▸ **Task brief**: What you produce should be every line from the data that includes "thin".

▸ **Records for the task**:
[Start of section]
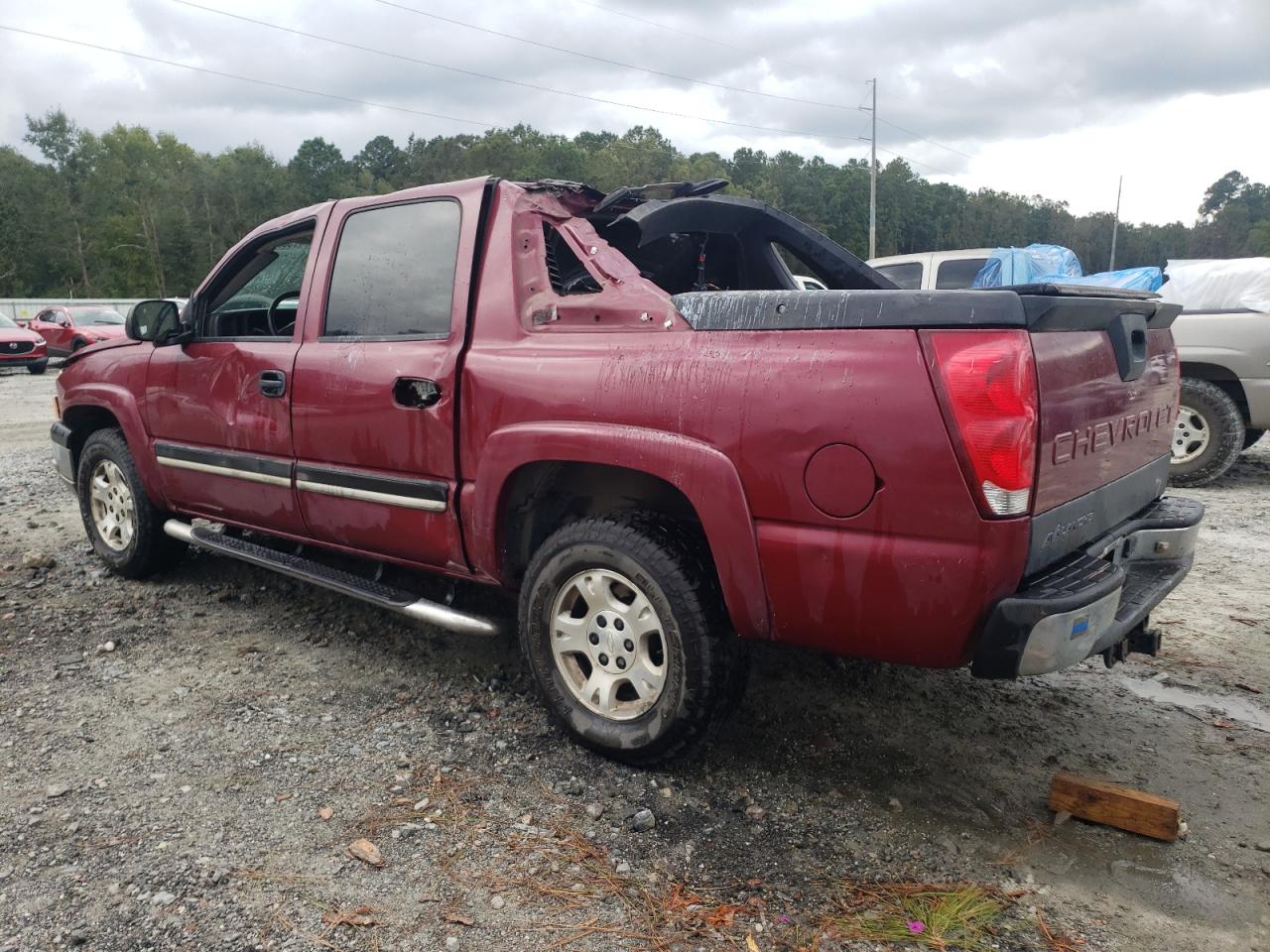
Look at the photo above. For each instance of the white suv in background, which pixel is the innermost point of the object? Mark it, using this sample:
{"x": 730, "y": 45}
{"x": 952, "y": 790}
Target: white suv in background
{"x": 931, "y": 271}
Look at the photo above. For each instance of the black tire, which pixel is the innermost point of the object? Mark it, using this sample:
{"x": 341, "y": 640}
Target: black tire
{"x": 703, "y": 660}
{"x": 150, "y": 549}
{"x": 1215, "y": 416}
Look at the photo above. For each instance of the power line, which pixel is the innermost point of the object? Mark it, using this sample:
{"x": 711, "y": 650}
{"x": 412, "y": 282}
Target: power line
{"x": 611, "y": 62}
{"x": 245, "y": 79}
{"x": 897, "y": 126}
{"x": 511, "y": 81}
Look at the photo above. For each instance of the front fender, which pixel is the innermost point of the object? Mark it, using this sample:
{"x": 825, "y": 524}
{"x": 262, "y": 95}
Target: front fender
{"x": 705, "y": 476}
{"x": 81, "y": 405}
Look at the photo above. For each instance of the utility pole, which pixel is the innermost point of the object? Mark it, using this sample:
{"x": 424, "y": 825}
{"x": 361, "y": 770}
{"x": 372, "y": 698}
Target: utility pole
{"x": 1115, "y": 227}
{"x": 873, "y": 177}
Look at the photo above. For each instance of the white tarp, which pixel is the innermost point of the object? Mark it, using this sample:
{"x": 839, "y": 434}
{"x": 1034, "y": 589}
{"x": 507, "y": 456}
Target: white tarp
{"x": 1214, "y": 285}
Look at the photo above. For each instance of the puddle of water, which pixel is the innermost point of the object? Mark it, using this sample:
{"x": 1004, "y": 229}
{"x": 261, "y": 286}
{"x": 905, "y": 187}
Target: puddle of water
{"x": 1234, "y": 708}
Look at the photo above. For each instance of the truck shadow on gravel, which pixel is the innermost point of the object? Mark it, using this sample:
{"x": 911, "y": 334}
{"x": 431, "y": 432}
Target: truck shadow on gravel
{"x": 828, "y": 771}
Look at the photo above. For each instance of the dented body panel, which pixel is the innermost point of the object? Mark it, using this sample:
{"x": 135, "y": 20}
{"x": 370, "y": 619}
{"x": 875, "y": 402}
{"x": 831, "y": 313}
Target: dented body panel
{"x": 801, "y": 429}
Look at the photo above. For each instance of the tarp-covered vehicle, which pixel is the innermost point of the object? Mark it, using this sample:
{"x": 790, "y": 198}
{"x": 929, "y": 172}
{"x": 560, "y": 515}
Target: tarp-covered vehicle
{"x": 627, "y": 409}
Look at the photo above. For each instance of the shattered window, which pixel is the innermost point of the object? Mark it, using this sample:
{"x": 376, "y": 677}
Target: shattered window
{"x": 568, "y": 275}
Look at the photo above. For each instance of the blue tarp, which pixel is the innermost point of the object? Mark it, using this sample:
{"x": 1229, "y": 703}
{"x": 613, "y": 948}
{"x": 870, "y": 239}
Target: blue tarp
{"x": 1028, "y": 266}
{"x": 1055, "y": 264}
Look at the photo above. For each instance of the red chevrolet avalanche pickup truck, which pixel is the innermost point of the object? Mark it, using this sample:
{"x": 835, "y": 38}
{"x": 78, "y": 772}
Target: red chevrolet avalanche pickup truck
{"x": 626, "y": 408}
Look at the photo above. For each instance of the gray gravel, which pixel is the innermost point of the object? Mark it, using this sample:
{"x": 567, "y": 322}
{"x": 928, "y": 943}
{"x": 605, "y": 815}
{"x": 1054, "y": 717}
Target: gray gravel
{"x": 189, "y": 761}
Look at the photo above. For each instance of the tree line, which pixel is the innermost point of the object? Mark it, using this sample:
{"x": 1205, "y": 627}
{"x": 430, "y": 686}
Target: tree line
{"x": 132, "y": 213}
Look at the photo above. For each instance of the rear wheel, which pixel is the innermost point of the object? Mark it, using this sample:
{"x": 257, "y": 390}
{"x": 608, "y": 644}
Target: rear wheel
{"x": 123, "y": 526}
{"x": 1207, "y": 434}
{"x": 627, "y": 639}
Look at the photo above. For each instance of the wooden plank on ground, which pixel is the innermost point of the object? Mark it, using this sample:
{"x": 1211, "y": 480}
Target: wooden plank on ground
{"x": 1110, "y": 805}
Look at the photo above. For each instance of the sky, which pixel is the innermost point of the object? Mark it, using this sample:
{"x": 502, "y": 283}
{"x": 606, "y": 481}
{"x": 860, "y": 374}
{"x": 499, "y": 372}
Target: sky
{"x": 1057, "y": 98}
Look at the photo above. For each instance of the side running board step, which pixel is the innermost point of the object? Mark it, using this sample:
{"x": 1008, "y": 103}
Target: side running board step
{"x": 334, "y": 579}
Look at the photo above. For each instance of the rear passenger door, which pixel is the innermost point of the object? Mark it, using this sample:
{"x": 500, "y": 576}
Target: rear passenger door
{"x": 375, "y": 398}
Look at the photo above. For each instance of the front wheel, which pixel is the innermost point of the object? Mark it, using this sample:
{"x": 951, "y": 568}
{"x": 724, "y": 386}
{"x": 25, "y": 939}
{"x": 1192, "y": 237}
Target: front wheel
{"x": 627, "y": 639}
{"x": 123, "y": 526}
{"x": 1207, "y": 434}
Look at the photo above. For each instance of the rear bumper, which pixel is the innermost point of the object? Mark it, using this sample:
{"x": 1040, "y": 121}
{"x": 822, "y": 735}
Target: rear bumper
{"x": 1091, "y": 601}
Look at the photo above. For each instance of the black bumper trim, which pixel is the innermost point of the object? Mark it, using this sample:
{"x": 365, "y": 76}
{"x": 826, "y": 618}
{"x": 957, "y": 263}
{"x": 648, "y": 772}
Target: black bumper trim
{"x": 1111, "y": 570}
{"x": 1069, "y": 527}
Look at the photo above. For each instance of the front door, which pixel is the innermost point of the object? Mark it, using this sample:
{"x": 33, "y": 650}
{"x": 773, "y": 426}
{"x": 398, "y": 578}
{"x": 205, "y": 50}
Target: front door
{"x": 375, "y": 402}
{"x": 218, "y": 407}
[End of section]
[Start of section]
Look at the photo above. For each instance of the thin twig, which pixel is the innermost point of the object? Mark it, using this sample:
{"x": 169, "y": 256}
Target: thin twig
[End of section]
▸ **Result below**:
Look at the photo above. For each instance of the thin twig, which pixel is the innermost point of the object? Mark it, using this sample:
Target: thin twig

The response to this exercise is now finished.